(Data from an annotation dataset)
'''

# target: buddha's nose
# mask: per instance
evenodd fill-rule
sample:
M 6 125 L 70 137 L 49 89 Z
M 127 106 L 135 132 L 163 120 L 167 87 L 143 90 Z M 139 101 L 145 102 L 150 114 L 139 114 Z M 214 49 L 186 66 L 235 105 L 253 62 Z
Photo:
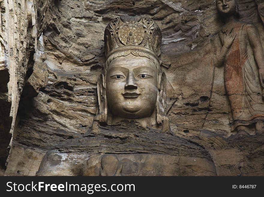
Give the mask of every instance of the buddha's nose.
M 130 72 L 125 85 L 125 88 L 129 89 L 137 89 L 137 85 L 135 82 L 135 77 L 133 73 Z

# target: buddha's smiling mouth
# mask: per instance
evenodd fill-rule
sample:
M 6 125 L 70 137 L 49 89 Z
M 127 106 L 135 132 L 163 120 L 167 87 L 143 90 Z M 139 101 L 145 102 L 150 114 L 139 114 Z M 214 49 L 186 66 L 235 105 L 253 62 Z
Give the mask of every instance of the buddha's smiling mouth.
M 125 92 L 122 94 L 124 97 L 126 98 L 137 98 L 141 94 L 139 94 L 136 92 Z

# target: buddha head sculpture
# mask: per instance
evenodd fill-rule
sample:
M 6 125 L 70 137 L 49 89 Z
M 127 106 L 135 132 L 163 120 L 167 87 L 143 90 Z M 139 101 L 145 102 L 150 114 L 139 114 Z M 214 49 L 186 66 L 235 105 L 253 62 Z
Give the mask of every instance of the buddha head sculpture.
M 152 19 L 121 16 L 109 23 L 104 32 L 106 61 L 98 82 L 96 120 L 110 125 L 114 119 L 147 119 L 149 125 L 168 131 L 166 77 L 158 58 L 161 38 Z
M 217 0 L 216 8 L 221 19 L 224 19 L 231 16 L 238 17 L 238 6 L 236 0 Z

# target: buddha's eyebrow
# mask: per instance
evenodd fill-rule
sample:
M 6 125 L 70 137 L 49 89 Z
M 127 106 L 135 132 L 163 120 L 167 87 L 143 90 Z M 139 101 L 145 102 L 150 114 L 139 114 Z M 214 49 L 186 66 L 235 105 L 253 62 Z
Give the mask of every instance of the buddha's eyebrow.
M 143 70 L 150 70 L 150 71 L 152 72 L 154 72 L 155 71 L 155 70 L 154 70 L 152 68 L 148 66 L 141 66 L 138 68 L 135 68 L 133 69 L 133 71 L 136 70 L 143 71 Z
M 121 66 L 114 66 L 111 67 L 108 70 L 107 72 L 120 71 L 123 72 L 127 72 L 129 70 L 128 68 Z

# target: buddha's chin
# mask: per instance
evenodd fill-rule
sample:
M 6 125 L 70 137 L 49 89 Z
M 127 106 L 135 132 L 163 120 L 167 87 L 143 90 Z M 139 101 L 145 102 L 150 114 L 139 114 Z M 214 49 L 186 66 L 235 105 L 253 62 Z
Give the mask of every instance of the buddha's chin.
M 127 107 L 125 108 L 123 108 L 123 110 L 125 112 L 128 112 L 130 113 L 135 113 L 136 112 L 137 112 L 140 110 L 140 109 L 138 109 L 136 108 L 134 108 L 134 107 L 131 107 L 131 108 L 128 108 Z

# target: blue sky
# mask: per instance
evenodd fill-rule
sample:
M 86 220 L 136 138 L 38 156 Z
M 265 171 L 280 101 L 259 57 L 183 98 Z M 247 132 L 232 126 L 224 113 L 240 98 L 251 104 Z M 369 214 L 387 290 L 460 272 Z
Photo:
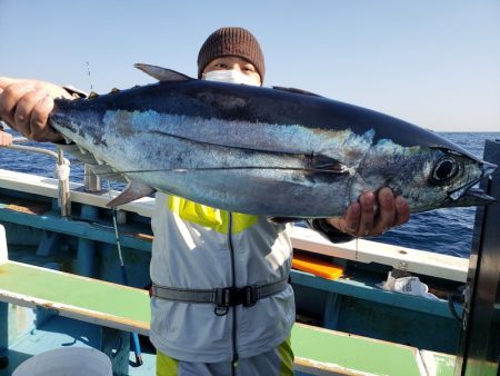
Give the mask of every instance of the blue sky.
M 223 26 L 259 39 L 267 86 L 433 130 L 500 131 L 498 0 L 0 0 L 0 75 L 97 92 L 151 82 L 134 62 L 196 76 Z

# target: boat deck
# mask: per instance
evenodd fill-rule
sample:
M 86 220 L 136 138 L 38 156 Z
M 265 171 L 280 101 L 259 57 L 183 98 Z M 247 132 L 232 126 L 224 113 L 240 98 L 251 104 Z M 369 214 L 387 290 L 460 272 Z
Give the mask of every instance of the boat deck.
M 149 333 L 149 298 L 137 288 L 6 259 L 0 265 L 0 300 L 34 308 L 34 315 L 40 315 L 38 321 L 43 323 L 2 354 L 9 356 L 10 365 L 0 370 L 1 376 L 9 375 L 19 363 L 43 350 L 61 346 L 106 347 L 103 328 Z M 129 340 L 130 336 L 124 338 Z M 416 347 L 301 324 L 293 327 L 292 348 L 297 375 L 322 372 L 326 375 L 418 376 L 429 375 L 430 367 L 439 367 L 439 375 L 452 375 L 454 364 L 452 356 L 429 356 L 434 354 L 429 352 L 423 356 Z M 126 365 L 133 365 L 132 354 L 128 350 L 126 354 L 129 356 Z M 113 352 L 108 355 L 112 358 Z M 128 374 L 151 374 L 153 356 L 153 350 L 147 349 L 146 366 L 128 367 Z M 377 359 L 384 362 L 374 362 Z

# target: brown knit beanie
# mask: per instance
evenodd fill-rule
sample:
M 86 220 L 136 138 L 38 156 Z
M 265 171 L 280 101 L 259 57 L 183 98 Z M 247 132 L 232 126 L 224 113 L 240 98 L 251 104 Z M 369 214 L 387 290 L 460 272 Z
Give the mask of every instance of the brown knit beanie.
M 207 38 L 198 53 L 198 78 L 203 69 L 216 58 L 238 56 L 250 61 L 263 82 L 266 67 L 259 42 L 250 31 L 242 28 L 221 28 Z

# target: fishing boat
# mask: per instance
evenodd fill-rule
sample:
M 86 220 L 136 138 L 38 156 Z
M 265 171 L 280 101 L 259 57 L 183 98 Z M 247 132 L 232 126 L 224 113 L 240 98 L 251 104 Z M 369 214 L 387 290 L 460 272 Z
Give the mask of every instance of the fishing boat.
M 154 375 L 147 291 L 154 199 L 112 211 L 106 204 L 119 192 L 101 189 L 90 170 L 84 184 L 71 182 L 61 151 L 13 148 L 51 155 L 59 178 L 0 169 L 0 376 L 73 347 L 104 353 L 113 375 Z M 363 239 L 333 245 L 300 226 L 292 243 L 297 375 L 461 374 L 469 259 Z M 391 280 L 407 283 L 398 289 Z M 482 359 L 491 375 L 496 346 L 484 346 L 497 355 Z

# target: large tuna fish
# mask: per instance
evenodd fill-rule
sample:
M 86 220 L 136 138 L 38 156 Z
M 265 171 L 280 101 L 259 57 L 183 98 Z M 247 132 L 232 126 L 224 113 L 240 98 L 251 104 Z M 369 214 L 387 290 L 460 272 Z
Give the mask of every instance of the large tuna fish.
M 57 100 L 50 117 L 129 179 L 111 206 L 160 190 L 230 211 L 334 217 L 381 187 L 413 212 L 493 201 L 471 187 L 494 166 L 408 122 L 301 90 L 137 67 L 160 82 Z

'''
'''

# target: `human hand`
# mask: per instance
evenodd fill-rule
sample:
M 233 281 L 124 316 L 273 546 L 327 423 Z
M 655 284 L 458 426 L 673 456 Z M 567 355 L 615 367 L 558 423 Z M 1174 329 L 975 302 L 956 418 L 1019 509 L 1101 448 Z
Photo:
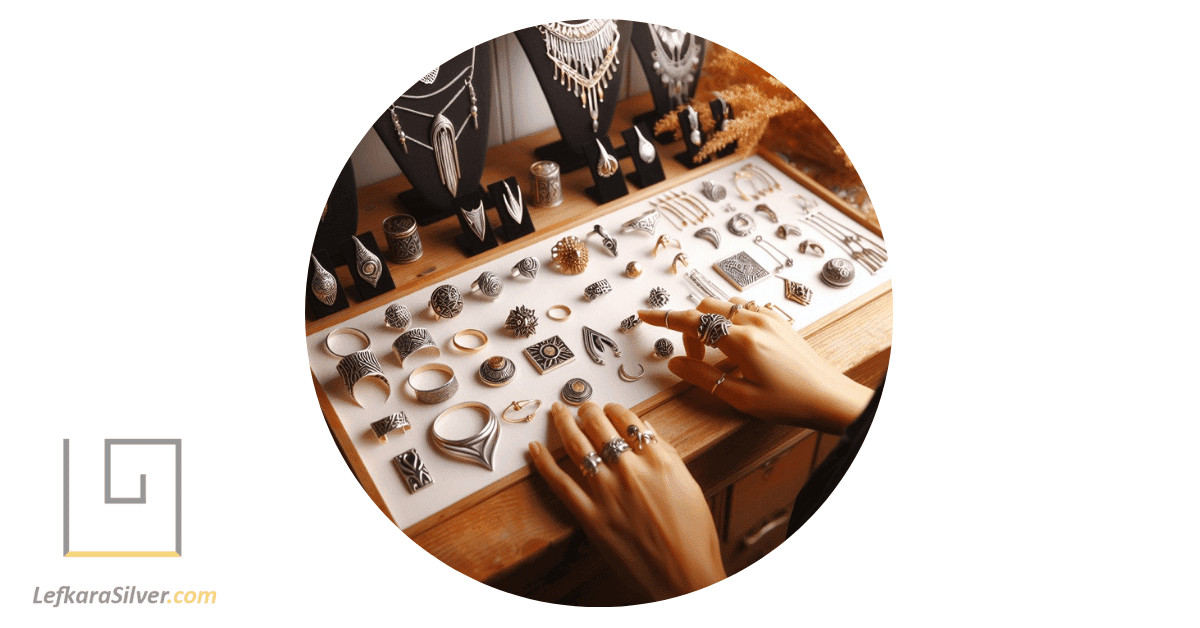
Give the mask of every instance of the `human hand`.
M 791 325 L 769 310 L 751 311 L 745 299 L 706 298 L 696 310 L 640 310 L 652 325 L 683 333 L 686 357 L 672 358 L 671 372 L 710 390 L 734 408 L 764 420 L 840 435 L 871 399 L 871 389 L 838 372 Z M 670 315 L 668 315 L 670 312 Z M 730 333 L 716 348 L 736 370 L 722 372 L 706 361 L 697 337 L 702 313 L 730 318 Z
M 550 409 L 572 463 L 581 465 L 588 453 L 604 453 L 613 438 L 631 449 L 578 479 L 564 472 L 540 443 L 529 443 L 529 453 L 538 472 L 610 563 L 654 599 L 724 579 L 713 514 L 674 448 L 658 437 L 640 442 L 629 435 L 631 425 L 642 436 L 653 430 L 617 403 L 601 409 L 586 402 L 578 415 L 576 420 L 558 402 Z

'''

Retype the lines of the data above, starting at the line containing "# target: buddha's chin" and ending with the line containing "M 223 26 L 259". Omit the pictures.

# target: buddha's chin
# mask: per instance
evenodd fill-rule
sample:
M 6 125 L 70 137 L 49 89 Z
M 127 106 L 135 132 L 163 120 L 167 87 L 143 90 Z M 139 101 L 145 102 L 150 114 L 139 114 Z M 214 49 L 186 66 L 235 105 L 253 62 Z
Give the mask of every instance of the buddha's chin.
M 127 107 L 125 108 L 123 108 L 123 110 L 125 112 L 128 112 L 130 113 L 135 113 L 136 112 L 137 112 L 140 110 L 140 109 L 138 109 L 136 108 L 134 108 L 134 107 L 131 107 L 131 108 L 128 108 Z

# target: blue sky
# mask: per instance
evenodd fill-rule
sample:
M 86 220 L 136 138 L 38 156 Z
M 265 171 L 280 101 L 259 57 L 183 98 Z M 247 132 L 232 126 L 224 113 L 240 98 L 251 104 Z M 369 214 L 387 290 L 460 272 Z
Photo:
Give the mask of every instance of the blue sky.
M 223 26 L 259 39 L 267 86 L 433 130 L 500 131 L 498 0 L 0 0 L 0 75 L 97 92 L 151 82 L 134 62 L 196 76 Z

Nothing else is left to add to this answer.